§ Text shown
Well, for the kind of systems I work on, failure of one element (I say
element because a node is actually a redundant pair of CPU’s - i.e. in
order for the element to fail both redundant CPU’s must fail)
constitutes failure of the entire system; thus if the password server
isn’t there, then by definition it isn’t required. As I said Qnet is
primarily aimed at small tightly coupled systems (where all the
“elements” are required for the device to operate). There is nothing
wrong with having the kind of functionality you are asking for, but
there is a massive set of applications that Qnet already addresses
adequately (from a design feature POV - what I want to see is a robust
implementation of the current Qnet feature set
I think that if you are looking at Qnet for large, loosely coupled
networks of computers, you are using the wrong tool for the job (the
TCP/IP suite seems to address this problem domain adequately).
-----Original Message-----
From: Igor Kovalenko [mailto:kovalenko@home.com]
Posted At: Monday, July 23, 2001 8:59 PM
Posted To: os
Conversation: QNet security, does it have any!!
Subject: Re: QNet security, does it have any!!
You generally need a fallback mechanism for any kind of server. If the
password_server fails noone would be able to authenticate, which is not
acceptable in most environments. Remember how QNX4 could run several
namelocs? And you can have several DNS servers, DHCP servers, etc…
Besides an authentication server could be smarter than that. It could do
mapping between accounts, to implement ‘root squash’ or other things,
based
on origin of request (local or remote).
“Rennie Allen” <RAllen@csical.com> wrote in message
news:D4907B331846D31198090050046F80C9061A37@exchangecal.hq.csical.com…
ln -sP /net/password_server/etc/passwd /etc/passwd ?
Is there some reason this won’t work ? The above method worked fine
for
QNX4.
-----Original Message-----
From: Igor Kovalenko [mailto:> kovalenko@home.com> ]
Posted At: Monday, July 23, 2001 12:00 PM
Posted To: os
Conversation: QNet security, does it have any!!
Subject: Re: QNet security, does it have any!!
I would agree Rennie, if QNX also provided a way to share user
accounts
across QNET. A network-wide authentication server would be nice,
otherwise
problem of equivalency of user accounts makes situation rather bad.
“Rennie Allen” <> RAllen@csical.com> > wrote in message
news:> D4907B331846D31198090050046F80C9061821@exchangecal.hq.csical.com> …
Of course Qnet has no inter-machine security. The whole point of
Qnet
is to merge all of the individual machines on the network into one
machine, thus you have the same security as if you had one machine
(i.e.

§ Direction
Can you reproduce the passage of the QNet security thread above, starting with "Is there some" and going on through "situation rather bad.", word for word?

§ Listed records
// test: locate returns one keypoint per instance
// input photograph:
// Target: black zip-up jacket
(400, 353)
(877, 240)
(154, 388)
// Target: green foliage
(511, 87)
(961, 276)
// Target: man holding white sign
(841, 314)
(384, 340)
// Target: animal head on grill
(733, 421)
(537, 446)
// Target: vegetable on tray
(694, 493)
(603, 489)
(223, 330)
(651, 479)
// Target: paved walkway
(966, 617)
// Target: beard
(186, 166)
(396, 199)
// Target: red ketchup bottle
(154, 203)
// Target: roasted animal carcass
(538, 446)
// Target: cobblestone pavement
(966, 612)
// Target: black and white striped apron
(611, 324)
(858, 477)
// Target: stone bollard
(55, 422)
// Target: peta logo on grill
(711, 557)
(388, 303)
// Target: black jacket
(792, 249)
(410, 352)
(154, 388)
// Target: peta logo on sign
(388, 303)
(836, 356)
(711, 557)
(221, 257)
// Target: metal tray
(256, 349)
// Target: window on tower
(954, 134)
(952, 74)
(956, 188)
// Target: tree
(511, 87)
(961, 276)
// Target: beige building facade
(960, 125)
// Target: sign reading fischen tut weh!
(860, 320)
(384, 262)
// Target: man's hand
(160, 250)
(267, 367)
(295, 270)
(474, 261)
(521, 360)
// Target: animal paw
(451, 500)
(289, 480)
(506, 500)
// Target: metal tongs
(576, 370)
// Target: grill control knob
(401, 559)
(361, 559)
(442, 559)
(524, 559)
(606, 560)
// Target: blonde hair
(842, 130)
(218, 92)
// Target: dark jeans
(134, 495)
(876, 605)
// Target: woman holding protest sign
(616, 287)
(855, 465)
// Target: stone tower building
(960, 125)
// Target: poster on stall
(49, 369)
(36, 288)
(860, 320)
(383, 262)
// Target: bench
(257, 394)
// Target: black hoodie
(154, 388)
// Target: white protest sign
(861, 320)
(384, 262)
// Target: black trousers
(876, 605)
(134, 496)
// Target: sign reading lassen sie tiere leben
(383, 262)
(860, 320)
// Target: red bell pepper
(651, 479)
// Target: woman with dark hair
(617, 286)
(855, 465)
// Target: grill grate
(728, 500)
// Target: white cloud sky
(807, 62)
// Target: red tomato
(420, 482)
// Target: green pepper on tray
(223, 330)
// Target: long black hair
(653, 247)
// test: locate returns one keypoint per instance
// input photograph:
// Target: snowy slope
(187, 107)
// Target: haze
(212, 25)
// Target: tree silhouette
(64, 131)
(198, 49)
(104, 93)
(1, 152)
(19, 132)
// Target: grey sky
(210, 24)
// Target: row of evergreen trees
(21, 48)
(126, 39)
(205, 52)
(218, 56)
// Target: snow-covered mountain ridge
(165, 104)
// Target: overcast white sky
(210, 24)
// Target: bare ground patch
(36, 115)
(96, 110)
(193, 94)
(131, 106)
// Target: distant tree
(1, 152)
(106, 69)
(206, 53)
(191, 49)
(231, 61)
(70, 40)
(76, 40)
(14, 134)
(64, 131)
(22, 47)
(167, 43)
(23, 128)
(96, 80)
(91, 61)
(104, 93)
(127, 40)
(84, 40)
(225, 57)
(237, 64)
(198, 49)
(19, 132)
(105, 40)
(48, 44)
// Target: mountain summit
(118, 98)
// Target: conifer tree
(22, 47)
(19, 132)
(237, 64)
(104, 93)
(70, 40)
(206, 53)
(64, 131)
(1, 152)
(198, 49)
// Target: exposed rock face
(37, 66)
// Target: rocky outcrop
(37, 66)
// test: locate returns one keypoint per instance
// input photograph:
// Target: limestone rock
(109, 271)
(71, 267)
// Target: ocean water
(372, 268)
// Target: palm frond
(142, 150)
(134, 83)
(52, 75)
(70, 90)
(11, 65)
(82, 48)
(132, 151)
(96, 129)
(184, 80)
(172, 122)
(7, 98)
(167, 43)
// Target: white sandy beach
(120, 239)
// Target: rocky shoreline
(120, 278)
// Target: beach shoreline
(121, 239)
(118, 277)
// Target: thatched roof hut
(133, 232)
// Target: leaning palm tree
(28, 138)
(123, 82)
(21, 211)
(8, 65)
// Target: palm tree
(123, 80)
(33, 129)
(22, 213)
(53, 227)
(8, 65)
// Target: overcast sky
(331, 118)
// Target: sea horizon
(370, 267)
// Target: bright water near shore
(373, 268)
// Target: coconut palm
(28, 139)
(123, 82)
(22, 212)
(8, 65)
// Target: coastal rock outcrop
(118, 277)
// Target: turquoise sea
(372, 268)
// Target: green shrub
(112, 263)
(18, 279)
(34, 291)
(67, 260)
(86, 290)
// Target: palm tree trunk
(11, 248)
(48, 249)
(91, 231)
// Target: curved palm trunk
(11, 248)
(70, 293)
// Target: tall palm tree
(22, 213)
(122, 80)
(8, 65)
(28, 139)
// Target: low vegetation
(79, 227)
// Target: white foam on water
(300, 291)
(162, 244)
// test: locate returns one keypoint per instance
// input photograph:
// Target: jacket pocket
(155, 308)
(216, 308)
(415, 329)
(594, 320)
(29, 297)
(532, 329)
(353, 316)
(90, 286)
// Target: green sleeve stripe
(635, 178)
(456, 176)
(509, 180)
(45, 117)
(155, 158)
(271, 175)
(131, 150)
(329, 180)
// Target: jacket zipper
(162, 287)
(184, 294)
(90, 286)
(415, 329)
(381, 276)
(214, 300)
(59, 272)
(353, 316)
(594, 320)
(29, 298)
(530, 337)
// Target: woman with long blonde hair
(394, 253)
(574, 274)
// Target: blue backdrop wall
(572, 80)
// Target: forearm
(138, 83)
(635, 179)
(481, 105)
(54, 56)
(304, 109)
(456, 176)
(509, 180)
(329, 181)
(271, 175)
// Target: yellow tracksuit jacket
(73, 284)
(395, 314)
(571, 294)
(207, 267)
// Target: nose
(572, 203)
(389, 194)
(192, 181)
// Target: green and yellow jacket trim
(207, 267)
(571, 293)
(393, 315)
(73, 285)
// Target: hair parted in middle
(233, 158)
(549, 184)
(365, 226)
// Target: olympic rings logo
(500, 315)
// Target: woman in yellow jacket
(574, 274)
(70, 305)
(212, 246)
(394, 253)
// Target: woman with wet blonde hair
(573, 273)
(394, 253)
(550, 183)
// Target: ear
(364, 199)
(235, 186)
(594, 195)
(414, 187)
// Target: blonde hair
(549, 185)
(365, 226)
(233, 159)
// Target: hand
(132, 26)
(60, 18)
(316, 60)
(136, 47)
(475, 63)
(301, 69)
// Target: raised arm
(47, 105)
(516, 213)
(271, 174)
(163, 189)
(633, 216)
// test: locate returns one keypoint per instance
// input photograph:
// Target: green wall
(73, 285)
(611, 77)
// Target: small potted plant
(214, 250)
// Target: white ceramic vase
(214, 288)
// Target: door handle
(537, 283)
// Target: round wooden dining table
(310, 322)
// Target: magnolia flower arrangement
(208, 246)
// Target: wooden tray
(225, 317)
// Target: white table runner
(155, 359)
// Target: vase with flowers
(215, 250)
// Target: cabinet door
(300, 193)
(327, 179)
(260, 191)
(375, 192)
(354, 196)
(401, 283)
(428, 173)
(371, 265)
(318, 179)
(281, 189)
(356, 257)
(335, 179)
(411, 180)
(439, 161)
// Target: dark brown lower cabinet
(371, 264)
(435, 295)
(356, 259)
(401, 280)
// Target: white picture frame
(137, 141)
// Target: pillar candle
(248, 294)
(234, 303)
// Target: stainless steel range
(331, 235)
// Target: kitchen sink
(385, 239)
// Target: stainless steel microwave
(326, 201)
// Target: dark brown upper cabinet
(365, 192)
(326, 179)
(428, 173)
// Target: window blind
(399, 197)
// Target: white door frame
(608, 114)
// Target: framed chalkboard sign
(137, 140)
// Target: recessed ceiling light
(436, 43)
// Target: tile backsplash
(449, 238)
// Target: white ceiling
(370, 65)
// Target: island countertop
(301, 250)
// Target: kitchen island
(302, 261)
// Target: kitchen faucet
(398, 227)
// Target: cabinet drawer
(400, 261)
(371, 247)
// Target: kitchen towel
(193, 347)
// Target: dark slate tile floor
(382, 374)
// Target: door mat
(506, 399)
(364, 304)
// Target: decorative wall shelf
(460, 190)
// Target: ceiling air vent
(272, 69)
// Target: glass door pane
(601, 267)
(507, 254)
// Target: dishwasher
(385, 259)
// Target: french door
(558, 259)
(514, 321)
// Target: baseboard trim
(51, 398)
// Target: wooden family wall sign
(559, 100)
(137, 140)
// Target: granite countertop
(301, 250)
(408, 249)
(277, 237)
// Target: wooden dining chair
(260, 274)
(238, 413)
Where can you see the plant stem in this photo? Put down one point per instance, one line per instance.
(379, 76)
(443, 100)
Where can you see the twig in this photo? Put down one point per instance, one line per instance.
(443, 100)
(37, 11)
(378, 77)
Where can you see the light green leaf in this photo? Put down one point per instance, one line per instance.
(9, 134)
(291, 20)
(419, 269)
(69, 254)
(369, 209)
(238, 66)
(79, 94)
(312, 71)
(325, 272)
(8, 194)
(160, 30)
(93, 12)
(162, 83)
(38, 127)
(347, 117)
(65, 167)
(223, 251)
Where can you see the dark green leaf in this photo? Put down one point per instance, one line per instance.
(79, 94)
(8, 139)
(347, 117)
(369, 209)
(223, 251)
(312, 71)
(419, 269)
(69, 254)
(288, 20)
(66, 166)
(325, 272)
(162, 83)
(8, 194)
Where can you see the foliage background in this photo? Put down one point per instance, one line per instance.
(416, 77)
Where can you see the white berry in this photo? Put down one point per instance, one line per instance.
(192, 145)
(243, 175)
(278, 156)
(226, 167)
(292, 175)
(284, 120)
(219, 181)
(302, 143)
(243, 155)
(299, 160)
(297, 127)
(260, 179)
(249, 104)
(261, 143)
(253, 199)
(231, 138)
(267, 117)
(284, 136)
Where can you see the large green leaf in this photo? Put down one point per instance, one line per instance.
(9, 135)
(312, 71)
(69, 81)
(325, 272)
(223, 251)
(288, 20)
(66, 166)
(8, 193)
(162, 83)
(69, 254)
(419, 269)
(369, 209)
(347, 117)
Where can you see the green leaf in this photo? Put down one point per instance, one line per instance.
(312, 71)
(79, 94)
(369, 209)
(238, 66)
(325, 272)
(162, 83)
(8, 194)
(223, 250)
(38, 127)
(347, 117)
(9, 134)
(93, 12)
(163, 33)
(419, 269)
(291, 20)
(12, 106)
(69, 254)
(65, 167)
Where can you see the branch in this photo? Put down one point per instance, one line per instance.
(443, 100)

§ Solved exercise
Is there some reason this won’t work ? The above method worked fine
for
QNX4.
-----Original Message-----
From: Igor Kovalenko [mailto:> kovalenko@home.com> ]
Posted At: Monday, July 23, 2001 12:00 PM
Posted To: os
Conversation: QNet security, does it have any!!
Subject: Re: QNet security, does it have any!!
I would agree Rennie, if QNX also provided a way to share user
accounts
across QNET. A network-wide authentication server would be nice,
otherwise
problem of equivalency of user accounts makes situation rather bad.